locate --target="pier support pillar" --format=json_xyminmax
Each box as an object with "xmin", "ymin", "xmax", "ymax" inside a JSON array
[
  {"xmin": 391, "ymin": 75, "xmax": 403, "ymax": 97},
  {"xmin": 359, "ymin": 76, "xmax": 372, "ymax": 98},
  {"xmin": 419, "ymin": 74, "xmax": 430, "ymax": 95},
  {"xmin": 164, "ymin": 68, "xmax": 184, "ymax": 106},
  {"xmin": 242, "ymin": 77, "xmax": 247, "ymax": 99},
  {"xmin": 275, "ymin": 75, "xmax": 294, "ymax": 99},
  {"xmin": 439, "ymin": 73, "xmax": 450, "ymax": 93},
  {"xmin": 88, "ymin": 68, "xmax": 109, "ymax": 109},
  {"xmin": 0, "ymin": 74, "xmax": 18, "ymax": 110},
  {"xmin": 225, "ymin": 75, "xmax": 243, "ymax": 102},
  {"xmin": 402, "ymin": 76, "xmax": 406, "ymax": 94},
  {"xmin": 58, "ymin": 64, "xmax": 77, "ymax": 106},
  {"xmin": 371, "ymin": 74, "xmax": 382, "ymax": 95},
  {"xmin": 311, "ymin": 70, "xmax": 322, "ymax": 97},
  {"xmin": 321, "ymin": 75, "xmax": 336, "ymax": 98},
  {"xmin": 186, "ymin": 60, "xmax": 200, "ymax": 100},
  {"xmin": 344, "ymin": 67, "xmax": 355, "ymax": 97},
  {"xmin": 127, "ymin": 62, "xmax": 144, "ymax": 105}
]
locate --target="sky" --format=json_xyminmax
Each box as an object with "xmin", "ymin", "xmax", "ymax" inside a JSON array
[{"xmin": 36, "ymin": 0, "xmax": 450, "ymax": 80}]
★ ★ ★ ★ ★ ★ ★
* **Short task**: Transcribe all of the data above verbatim, keeping every line in its original order.

* **Correct response**:
locate --target="pier support pillar" --format=json_xyminmax
Each box as an object with "xmin", "ymin", "xmax", "ymax" inside a JSON array
[
  {"xmin": 391, "ymin": 75, "xmax": 403, "ymax": 97},
  {"xmin": 359, "ymin": 76, "xmax": 372, "ymax": 98},
  {"xmin": 419, "ymin": 74, "xmax": 430, "ymax": 95},
  {"xmin": 164, "ymin": 68, "xmax": 184, "ymax": 106},
  {"xmin": 242, "ymin": 77, "xmax": 247, "ymax": 99},
  {"xmin": 275, "ymin": 75, "xmax": 294, "ymax": 99},
  {"xmin": 439, "ymin": 73, "xmax": 450, "ymax": 93},
  {"xmin": 88, "ymin": 68, "xmax": 109, "ymax": 109},
  {"xmin": 0, "ymin": 74, "xmax": 18, "ymax": 110},
  {"xmin": 225, "ymin": 75, "xmax": 243, "ymax": 102},
  {"xmin": 402, "ymin": 76, "xmax": 406, "ymax": 94},
  {"xmin": 58, "ymin": 64, "xmax": 77, "ymax": 106},
  {"xmin": 371, "ymin": 74, "xmax": 382, "ymax": 95},
  {"xmin": 311, "ymin": 70, "xmax": 322, "ymax": 97},
  {"xmin": 321, "ymin": 75, "xmax": 336, "ymax": 98},
  {"xmin": 186, "ymin": 60, "xmax": 200, "ymax": 100},
  {"xmin": 344, "ymin": 67, "xmax": 355, "ymax": 97},
  {"xmin": 127, "ymin": 62, "xmax": 144, "ymax": 105}
]
locate --target="sky" --format=json_xyminmax
Each box as an object with "xmin", "ymin", "xmax", "ymax" inside a JSON array
[{"xmin": 36, "ymin": 0, "xmax": 450, "ymax": 80}]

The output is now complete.